Records shown section start
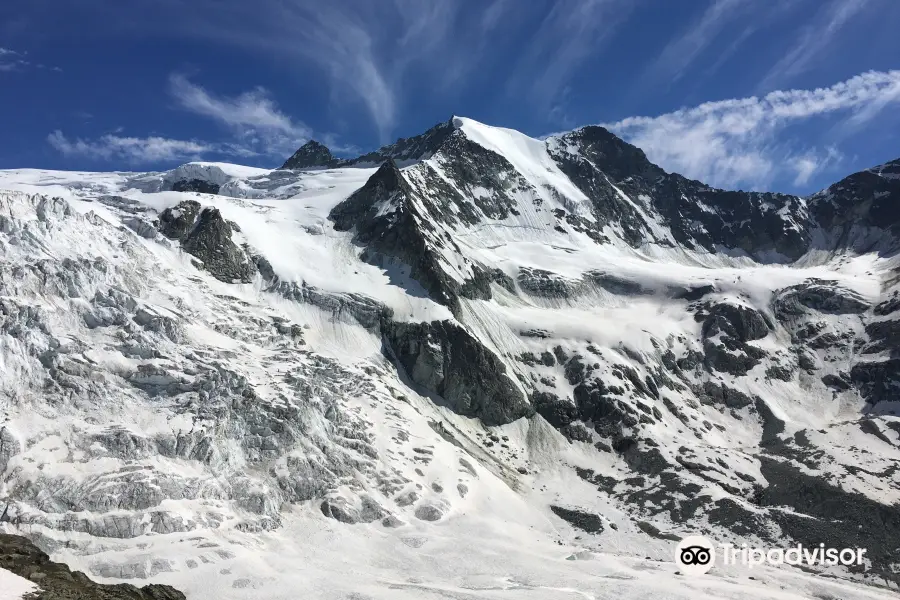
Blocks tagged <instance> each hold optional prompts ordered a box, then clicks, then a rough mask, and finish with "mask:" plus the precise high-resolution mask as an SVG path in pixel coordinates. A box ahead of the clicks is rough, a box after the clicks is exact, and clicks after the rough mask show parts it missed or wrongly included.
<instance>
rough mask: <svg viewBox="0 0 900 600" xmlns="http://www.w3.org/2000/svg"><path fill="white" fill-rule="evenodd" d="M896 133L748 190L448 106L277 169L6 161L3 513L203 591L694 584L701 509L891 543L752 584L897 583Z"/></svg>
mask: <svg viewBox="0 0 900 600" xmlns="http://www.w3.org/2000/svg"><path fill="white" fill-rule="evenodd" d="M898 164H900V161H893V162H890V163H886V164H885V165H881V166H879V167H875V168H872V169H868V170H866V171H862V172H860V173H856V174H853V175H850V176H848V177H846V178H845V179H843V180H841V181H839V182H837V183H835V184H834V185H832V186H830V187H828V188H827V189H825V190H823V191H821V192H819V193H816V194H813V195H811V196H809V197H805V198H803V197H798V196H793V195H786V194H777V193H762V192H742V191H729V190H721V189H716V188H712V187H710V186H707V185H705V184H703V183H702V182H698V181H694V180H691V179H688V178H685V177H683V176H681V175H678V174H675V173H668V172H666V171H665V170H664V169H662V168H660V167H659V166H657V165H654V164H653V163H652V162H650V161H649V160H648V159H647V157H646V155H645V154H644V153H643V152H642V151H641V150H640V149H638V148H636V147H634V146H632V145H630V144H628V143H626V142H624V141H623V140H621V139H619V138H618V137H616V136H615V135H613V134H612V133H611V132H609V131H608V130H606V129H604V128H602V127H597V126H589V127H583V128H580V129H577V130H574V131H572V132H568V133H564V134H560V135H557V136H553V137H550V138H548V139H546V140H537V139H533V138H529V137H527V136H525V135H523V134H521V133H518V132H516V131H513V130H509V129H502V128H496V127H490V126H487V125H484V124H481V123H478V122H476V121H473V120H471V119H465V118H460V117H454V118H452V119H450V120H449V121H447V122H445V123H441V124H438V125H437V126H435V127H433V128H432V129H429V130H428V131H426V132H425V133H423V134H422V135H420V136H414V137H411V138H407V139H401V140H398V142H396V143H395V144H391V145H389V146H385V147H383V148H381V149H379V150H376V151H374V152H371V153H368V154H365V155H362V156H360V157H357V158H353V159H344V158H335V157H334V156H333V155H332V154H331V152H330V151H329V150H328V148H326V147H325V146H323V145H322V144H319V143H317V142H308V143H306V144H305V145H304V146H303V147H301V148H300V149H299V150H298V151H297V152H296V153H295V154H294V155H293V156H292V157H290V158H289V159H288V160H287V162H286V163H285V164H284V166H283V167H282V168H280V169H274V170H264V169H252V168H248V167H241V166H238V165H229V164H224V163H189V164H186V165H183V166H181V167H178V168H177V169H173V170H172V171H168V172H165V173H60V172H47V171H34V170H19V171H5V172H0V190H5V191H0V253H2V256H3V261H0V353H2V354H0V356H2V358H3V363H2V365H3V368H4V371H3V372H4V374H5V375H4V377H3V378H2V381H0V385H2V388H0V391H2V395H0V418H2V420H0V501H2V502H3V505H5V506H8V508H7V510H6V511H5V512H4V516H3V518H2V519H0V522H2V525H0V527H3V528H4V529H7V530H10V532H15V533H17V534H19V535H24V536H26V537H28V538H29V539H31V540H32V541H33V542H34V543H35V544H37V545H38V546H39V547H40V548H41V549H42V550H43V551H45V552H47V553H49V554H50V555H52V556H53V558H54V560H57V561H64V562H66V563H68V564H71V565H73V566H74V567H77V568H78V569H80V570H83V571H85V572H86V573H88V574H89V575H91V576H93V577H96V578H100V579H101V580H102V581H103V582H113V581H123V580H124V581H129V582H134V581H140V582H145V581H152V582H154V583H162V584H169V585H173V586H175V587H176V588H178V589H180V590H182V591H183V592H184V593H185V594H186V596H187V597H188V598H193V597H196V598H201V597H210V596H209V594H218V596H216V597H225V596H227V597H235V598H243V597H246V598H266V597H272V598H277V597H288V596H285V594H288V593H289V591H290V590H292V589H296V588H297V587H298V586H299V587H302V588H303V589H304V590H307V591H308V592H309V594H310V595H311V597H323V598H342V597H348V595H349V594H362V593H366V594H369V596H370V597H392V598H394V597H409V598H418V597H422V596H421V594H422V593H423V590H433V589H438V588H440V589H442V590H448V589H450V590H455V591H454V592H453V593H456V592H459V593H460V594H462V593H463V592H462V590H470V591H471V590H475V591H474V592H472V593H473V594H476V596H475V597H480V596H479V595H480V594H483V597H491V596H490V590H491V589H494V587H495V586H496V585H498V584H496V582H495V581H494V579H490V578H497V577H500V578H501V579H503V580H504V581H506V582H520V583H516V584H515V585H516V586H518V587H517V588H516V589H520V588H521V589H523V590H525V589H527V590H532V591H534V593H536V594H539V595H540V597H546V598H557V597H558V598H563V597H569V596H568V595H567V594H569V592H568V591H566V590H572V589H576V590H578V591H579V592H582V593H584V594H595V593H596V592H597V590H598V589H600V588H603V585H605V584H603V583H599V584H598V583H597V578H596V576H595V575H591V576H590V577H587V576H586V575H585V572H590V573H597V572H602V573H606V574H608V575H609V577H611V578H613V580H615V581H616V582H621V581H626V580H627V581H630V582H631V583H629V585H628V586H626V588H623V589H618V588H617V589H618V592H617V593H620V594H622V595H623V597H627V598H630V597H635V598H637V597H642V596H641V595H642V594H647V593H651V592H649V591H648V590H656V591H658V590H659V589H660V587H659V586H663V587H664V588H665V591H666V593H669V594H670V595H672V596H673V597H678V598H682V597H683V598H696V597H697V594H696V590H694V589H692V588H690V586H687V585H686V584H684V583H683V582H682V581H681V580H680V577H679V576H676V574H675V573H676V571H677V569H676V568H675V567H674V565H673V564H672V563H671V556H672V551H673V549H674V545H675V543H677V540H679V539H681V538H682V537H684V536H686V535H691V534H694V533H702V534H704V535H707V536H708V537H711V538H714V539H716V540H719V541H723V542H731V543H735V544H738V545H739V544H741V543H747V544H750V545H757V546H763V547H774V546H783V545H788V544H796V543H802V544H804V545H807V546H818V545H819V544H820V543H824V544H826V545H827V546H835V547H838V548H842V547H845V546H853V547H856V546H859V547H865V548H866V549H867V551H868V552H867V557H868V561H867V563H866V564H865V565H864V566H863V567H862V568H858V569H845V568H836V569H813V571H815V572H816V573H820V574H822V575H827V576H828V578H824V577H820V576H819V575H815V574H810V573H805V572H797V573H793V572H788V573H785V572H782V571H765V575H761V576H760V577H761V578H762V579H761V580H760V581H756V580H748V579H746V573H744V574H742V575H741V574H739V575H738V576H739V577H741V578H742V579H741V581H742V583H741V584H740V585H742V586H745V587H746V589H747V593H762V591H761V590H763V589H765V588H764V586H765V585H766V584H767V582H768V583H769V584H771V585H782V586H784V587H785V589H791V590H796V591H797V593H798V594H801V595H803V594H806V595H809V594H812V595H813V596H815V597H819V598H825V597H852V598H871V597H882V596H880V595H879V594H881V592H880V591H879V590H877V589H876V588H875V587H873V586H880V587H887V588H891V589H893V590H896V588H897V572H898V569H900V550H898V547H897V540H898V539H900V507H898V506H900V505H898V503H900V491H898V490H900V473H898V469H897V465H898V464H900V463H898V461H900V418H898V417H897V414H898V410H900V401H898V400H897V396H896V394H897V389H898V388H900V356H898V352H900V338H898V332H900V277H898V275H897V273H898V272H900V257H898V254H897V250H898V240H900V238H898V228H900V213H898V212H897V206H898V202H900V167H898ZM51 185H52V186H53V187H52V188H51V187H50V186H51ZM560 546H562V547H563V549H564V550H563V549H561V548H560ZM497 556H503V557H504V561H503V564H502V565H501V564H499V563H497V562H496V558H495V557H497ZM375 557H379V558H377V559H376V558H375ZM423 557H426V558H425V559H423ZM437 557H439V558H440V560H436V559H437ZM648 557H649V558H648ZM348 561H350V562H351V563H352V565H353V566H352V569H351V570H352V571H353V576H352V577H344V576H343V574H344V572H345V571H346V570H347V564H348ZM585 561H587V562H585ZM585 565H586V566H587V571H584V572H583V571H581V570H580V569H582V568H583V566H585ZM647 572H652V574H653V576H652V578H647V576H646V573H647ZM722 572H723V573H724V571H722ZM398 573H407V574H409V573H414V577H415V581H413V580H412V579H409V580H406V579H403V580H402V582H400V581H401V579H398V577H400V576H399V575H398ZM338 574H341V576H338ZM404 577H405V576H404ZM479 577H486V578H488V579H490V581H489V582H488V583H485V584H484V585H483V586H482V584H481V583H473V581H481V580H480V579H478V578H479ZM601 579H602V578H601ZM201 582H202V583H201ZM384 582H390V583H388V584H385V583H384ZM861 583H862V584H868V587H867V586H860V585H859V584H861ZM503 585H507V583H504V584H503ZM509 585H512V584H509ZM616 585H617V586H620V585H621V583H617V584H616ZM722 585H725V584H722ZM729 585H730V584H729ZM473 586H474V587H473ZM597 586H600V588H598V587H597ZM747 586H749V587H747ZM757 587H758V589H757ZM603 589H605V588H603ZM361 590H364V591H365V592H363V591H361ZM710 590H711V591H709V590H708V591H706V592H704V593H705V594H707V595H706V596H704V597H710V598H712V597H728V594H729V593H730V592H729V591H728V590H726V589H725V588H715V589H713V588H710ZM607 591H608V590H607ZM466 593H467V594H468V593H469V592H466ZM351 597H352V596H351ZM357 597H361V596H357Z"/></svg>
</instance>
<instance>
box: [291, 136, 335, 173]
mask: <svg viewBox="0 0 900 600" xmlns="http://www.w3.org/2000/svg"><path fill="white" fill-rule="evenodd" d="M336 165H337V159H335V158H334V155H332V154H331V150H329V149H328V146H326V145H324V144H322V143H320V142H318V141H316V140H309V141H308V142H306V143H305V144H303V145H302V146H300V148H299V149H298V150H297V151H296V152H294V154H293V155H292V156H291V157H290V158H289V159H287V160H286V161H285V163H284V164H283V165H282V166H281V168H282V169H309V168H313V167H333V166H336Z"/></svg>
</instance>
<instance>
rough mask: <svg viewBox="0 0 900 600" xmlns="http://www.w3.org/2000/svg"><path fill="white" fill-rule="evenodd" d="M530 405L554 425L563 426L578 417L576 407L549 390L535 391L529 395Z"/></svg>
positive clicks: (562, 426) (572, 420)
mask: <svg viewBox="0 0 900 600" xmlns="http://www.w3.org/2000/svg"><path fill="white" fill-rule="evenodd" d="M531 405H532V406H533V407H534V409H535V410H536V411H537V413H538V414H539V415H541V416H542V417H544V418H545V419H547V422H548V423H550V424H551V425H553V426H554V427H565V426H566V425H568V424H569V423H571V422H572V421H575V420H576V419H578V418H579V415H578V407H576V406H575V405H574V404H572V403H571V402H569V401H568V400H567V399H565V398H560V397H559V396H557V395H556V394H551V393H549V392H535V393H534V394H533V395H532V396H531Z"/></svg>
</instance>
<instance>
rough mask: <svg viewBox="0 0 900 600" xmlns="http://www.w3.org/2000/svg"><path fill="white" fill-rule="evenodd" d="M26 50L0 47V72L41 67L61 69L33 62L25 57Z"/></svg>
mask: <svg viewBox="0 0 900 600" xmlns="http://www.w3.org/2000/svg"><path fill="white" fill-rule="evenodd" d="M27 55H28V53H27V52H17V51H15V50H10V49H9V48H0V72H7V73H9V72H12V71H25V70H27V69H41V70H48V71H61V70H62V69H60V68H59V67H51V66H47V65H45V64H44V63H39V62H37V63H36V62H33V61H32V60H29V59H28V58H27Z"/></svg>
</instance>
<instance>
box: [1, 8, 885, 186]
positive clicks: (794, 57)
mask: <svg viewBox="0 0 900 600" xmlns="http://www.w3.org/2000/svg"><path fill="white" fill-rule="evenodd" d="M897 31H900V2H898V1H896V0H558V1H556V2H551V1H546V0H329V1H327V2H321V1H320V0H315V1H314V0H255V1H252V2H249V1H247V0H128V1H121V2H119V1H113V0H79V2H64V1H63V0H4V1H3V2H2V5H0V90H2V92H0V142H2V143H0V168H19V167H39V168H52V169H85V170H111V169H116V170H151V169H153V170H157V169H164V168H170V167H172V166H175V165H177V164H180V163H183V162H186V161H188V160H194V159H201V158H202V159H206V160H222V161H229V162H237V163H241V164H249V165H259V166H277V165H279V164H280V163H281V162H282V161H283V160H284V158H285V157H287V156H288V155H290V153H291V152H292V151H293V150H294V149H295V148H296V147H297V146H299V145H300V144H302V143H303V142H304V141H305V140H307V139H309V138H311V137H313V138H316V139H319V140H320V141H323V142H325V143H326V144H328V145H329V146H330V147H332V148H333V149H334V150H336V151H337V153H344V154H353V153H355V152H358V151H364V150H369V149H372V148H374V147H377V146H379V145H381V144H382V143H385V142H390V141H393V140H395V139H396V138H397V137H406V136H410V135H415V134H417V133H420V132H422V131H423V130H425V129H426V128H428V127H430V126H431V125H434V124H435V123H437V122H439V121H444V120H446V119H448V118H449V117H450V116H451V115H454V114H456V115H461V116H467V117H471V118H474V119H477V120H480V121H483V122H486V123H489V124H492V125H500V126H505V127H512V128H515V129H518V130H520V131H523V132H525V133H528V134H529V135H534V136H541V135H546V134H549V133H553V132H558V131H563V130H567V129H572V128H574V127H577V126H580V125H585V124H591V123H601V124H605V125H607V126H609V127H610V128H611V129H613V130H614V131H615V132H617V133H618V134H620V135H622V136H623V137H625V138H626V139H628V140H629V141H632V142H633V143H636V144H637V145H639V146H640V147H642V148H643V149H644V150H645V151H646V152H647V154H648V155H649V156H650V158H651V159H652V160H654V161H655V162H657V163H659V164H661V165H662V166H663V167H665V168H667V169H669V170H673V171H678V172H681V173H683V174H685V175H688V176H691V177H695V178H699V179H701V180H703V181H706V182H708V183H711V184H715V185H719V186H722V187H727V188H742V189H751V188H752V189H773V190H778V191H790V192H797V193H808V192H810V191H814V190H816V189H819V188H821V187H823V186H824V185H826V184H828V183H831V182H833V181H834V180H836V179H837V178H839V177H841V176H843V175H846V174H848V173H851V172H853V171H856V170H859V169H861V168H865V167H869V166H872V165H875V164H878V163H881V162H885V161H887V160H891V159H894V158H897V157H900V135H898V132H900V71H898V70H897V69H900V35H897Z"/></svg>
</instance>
Records shown section end
**Exercise:** Please give the listing above as a Markdown table with columns Row and Line, starting at the beginning of the listing and ending with the line that contains "133L748 190L448 106L277", both included. Leave out blank lines and the pictures.

**Response area:**
| Row | Line |
|---|---|
| 1 | Blocks tagged <instance> each hold optional prompts ordered a box, then clicks, then a rough mask, and finish with "mask:" plus the precise high-resolution mask as an SVG path in pixel coordinates. A box ahead of the clicks is rough, a box after the clicks is exact, and clicks after the rough mask show parts it missed or wrongly included. |
| 2 | <instance> |
| 3 | rough mask: <svg viewBox="0 0 900 600" xmlns="http://www.w3.org/2000/svg"><path fill="white" fill-rule="evenodd" d="M896 133L748 190L448 106L277 169L6 161L3 513L203 591L694 584L701 509L891 543L752 584L897 583Z"/></svg> |